ASSIGNMENT 1:
Please retype the post on Libra traits word for word, between "Victoria has" and "pretty... so tiny...", inclusive.
ASSIGNMENT 2:
Extend the post on Libra traits with new writing that begins right after its final sentence.

TEXT BLOCK:

Libra. And first on the list of traits is ‘tactful’. Haha! That’s really funny. I
reckon I can be tactful... but I’m more known for being straightforward
and direct.
Next:
‘balanced’. Haha again! When was I ever known for that? Moderation,
bah. I prefer extremes!
‘Charming’....
okay, I’ll admit to that.
((...fluttering eyelashes charmingly...))
First on
the list of negative traits is ‘superficial – carried away by outer beauty, ignoring
inner qualities of other people.’ Well! Hmmmph! I really take exception to that.
The closest I come to fitting that is in the fact that I don’t
care to be around people who don’t appreciate the qualities of soap and water.
Next:
‘Unreliable. Prone to changing their minds.’ Ha! Why, there
are things I made up my mind about at age 5 that I have stuck to ever
since!
Last: ‘Indecisive. One of the most difficult
things for a Libra is to make a decision.
When faced with a choice, it is very tough for them to select what is
best for them.’ That’s utterly and entirely the opposite from me. I
decide on most everything quick and fast, and rarely change my mind later.
Okay, I’m
done. There’s more, but I’m done. That was ridiculous from the
start, to think that anyone’s general makeup and personality could possibly be
determined by the date on which they were born. The Lord creates us...
and our circumstances shape us somewhat... and we add our own input. Everything is in the hand of an
almighty God – while we nevertheless are given responsibility, too. Sounds like a contradiction, doesn’t it? But it’s not.
Victoria has
been working on the ringbearer pillow.
She’s using gold glass beads to make leaves, and the center vein and
small flower clusters are of small ivory pearls. Isn’t it pretty?
Yesterday Larry used the poppyseed muffin mix to
make waffles. So today I’m having a
banana nut muffin with the lemon frosting that was supposed to go on the
poppyseed muffins. Scrumptious.
Oh! Hummingbird
moth alert! Hummingbird moth (aka white-lined Sphinx moth) alert!
Gotta grab my camer-------- Wait! Hold the phone! Here’s a
real, honest-to-goodness hummer – a ruby-throat! They’re so
pretty... so tiny...
It’s a juvenile
male ruby-throated hummingbird. He tried
out the feeder... but I hope he went away and found himself a flower, instead; that
stuff was rank! I rushed out and got the feeder, and cleaned it
thoroughly while heating sugar water in the microwave.

PROVIDED MATERIAL:
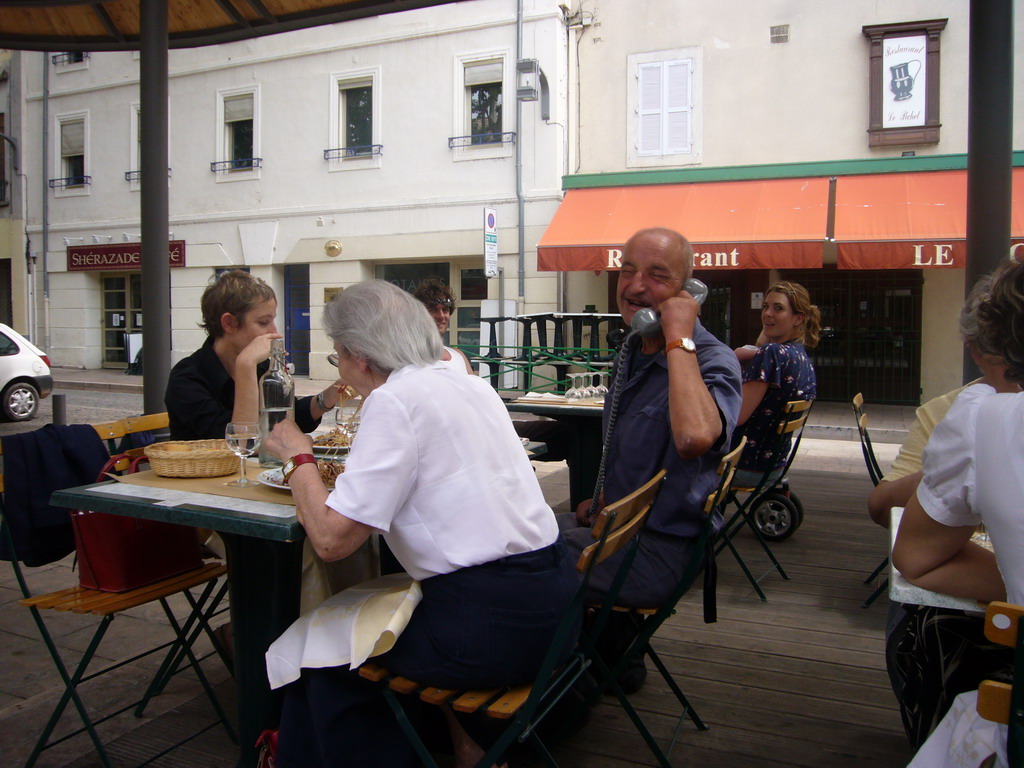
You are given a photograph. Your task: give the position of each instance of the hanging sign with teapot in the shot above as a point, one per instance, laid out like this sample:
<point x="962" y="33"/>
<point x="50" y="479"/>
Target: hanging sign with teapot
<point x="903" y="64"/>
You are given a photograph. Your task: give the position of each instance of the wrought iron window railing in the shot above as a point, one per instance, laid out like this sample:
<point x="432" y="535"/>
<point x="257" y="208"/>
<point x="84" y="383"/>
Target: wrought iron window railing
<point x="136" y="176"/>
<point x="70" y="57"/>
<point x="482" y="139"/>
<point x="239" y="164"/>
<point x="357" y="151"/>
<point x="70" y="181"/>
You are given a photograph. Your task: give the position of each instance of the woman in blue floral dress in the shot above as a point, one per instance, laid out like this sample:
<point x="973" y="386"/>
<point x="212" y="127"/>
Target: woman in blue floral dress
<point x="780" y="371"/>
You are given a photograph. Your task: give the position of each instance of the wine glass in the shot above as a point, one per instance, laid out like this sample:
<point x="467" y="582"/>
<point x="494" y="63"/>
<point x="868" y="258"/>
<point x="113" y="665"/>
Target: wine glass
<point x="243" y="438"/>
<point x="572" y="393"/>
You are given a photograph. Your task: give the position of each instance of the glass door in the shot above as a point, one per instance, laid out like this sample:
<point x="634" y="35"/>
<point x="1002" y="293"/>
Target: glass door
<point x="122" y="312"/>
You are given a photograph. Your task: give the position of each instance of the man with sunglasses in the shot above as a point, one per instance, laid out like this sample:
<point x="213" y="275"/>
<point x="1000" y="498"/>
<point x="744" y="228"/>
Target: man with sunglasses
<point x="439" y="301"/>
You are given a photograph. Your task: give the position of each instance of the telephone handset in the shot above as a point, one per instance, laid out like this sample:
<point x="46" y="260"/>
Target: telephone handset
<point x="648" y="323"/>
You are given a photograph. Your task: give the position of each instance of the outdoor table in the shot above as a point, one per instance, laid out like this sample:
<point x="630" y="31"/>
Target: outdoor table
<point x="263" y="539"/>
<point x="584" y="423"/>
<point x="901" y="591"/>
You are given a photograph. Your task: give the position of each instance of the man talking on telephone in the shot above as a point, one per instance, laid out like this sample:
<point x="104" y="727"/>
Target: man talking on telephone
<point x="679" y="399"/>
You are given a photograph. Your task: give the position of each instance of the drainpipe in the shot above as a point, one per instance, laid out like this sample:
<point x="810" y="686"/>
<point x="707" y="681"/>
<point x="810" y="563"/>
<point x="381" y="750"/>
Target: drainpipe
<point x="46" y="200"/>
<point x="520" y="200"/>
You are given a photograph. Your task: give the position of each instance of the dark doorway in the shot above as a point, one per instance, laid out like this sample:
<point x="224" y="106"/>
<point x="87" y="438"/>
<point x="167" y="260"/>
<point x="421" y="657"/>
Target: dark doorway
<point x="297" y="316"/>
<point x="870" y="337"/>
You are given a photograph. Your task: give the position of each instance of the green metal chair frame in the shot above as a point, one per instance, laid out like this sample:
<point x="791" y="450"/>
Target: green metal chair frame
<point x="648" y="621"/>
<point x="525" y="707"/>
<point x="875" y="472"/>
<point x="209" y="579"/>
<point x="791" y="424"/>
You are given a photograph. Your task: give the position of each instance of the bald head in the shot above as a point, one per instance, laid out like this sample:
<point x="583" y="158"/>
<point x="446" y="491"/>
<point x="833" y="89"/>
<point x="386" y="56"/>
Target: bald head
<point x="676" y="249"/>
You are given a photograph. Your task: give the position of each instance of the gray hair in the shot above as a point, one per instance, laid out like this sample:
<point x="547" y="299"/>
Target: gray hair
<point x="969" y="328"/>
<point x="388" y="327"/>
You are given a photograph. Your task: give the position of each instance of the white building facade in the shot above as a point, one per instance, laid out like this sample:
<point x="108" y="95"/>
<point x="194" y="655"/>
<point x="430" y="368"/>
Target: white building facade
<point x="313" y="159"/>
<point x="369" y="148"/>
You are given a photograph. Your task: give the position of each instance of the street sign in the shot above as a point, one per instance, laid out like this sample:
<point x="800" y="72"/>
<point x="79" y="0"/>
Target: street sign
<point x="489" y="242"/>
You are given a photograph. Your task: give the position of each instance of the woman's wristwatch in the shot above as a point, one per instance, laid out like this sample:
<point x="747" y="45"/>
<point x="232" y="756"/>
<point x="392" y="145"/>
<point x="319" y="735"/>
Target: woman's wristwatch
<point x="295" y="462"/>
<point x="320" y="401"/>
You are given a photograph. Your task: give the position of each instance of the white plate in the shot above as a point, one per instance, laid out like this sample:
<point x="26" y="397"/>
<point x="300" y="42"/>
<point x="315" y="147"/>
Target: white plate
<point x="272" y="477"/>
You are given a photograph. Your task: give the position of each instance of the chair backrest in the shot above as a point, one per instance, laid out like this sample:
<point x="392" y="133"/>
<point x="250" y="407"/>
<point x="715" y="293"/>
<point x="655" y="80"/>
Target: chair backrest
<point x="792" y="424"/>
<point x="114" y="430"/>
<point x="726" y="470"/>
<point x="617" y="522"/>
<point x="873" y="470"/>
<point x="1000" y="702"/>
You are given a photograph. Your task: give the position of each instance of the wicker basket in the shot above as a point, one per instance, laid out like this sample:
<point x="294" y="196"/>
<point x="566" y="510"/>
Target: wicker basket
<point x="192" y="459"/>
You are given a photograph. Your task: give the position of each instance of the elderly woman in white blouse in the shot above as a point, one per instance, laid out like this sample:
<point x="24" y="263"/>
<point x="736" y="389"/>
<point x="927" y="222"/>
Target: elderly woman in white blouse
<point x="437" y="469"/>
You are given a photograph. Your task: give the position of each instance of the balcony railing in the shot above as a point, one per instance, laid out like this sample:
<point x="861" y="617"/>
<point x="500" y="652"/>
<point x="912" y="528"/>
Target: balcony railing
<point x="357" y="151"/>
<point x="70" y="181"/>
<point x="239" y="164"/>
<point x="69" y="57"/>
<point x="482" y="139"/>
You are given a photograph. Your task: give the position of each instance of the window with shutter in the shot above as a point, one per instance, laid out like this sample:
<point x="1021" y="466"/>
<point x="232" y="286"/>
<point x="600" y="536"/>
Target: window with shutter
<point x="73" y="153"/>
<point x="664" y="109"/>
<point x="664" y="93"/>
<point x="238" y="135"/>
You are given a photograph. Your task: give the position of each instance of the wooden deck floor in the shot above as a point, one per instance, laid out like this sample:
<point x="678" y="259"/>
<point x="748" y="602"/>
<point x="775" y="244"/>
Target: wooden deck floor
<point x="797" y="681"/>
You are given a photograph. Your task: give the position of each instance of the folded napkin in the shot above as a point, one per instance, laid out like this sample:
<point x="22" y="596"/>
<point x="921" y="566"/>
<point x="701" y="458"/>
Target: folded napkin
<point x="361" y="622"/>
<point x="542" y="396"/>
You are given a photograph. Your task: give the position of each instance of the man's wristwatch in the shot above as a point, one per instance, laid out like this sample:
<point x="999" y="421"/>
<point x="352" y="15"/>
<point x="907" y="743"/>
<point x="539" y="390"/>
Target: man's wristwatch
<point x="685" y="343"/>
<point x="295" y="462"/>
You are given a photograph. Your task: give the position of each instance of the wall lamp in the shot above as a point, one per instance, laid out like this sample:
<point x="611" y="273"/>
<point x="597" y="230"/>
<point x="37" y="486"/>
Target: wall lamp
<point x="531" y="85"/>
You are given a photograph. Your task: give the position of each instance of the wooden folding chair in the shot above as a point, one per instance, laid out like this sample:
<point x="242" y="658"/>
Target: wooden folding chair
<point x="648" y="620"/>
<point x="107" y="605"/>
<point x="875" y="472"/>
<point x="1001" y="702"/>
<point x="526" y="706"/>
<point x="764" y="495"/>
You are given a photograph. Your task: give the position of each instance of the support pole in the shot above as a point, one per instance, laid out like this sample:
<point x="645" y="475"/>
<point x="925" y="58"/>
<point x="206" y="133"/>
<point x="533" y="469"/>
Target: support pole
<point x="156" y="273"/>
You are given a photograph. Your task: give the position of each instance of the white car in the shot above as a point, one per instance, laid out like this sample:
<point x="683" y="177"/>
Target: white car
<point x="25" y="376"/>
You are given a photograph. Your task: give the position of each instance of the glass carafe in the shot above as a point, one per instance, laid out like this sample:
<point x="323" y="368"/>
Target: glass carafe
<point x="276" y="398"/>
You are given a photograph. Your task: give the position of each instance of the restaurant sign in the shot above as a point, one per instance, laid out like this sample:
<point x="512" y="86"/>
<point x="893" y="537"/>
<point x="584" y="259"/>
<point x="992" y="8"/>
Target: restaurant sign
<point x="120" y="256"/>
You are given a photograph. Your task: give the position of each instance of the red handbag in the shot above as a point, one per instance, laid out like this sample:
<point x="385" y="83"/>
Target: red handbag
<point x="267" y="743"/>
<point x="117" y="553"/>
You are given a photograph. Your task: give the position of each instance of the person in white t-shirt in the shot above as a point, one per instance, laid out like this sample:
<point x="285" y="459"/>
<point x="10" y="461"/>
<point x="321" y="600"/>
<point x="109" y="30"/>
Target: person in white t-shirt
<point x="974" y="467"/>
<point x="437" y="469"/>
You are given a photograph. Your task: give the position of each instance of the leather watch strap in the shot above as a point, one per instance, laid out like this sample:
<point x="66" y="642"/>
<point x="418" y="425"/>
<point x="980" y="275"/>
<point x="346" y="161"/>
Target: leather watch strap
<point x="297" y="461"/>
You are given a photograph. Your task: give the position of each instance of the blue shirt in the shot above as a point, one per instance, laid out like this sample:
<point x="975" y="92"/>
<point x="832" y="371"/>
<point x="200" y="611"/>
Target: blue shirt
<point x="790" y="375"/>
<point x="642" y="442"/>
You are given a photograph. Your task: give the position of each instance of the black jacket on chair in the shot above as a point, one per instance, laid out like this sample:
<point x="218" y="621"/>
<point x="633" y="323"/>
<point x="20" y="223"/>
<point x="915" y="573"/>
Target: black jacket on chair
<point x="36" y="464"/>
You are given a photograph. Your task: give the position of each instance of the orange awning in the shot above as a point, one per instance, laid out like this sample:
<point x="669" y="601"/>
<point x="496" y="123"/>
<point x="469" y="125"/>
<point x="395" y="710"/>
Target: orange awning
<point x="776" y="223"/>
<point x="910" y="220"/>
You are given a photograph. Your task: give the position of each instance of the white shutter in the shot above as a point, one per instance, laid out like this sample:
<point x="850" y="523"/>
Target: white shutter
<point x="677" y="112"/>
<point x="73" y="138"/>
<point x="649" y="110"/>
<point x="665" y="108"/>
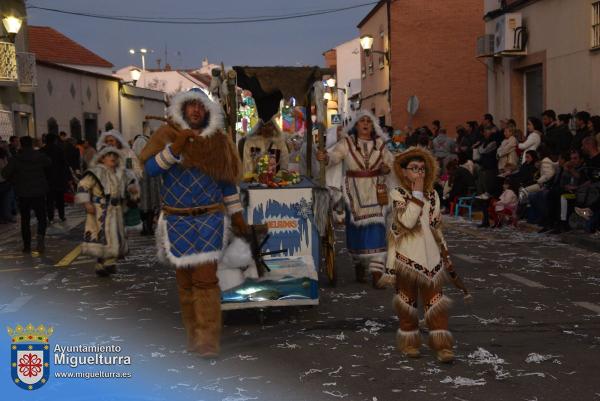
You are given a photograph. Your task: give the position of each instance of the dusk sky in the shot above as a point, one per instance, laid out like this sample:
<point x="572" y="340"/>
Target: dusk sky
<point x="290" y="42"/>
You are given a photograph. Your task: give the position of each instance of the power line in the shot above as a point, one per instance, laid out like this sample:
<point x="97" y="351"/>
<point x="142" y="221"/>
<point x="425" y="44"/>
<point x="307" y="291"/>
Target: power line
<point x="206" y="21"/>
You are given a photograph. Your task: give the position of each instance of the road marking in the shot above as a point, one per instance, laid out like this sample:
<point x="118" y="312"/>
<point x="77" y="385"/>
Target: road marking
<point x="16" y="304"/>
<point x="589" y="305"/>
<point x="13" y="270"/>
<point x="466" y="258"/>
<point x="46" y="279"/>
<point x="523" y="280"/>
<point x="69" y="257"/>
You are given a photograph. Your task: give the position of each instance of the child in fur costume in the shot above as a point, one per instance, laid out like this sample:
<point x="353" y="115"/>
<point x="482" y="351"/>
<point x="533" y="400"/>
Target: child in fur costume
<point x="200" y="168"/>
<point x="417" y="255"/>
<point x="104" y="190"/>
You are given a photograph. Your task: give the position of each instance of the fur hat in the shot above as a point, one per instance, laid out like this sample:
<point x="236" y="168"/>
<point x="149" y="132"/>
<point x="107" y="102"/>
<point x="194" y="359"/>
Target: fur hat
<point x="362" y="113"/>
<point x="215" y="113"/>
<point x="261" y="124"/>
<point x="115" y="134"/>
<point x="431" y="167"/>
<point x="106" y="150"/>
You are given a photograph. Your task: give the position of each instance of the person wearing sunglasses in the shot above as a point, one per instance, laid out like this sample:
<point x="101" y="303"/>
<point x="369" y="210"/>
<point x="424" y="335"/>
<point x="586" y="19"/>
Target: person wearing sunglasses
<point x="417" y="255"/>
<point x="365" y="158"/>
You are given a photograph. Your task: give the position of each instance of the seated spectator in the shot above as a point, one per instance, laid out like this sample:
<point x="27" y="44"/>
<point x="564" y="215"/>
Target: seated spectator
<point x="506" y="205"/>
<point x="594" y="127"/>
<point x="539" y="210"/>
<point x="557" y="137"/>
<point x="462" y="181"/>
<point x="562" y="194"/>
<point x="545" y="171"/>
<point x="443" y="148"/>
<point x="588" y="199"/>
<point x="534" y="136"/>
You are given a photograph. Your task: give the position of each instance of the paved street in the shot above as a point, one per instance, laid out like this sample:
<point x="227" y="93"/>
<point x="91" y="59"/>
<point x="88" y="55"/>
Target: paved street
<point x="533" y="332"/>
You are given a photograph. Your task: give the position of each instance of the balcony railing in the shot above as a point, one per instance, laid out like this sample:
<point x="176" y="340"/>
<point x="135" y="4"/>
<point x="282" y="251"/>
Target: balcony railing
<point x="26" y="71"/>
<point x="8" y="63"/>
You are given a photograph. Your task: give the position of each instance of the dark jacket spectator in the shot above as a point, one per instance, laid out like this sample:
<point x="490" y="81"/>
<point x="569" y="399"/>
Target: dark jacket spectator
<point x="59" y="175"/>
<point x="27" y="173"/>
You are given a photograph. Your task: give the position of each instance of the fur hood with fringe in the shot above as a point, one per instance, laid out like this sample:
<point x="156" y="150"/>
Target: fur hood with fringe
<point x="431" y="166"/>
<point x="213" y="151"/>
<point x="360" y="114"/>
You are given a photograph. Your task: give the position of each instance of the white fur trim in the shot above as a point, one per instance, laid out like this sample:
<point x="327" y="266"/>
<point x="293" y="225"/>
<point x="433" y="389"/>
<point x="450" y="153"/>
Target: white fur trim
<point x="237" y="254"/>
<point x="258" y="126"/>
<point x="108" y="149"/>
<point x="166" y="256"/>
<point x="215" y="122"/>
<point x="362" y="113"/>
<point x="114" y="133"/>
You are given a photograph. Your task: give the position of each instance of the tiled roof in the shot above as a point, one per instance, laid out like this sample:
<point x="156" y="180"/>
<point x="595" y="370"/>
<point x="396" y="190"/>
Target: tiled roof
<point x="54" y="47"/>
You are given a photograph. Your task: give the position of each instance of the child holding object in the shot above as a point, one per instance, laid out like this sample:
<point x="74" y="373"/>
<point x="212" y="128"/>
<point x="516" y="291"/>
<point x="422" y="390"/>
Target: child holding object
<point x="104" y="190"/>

ANSWER 1:
Victoria has
been working on the ringbearer pillow.
She’s using gold glass beads to make leaves, and the center vein and
small flower clusters are of small ivory pearls. Isn’t it pretty?
Yesterday Larry used the poppyseed muffin mix to
make waffles. So today I’m having a
banana nut muffin with the lemon frosting that was supposed to go on the
poppyseed muffins. Scrumptious.
Oh! Hummingbird
moth alert! Hummingbird moth (aka white-lined Sphinx moth) alert!
Gotta grab my camer-------- Wait! Hold the phone! Here’s a
real, honest-to-goodness hummer – a ruby-throat! They’re so
pretty... so tiny...

ANSWER 2:
The glass
feeder is now sparkling clean, with fresh (cooled) nectar in it. The hummingbird has been back a couple of
times, probably more.
Larry just brought in the mail – and the invisible
zipper foot has arrived! The other new
presser foot is a rolled hem foot; it hasn’t come yet. I’ve had both
a 2mm and a 4mm rolled hem foot for my older Bernina since I got the machine, ♫
♪ Long, long ago; ♪ ♫ loooong ago! ♫ ♪, but haven’t had one for my newer Artista
180.
I haven’t
used an invisible zipper foot before, though. Our niece Katie assures me,
“The zipper went in perfectly the very first time I gave it a try!” Then,
“Shocking,” she adds. haha
This dress
still looks too small for Joanna.
Tell me
Joanna is small!!! :-O
((...pouring
a fresh cup of coffee...))
It’s
Caramel Macchiato by Eight O’Clock ... in the souvenir mug I bought at the
Pensacola Lighthouse Museum to give someone as a gift. I gave it ... to me. 😳
I once
posted an ad in the local paper that went something on this order:
“Wonderful
fantastic skilled genius seamstress prepared to create the most fabulously tailored
outfits eye has ever seen.”
(I may
have reworded that a bit)
The day
after the ad came out, I got a call asking for my services.
It was a local
pig farmer. He needed me to put zippers at the ankles of his overalls –
about five pairs of them – so he could get them on and off over his boots.
As I
needed the money, I of course took the job.
!
Did you know overalls belonging to pig farmers don’t smell good?!
I washed
those things four times, in various detergents and rinses. Then I gave
up, held my nose, and sewed as fast as my machine would go.
I called
the man the next day to tell him I was done. He was surprised... offered
to come get them the following week. Aaacckkk, ggaaaaack, I couldn’t wait
that long. I cheerily informed him we were going to be traveling right by
his farm that very evening (didn’t even know where the silly farm was),
and I would drop them off.
Whew.
So much
for grandiose schemes of becoming a Hollywood fashion designer.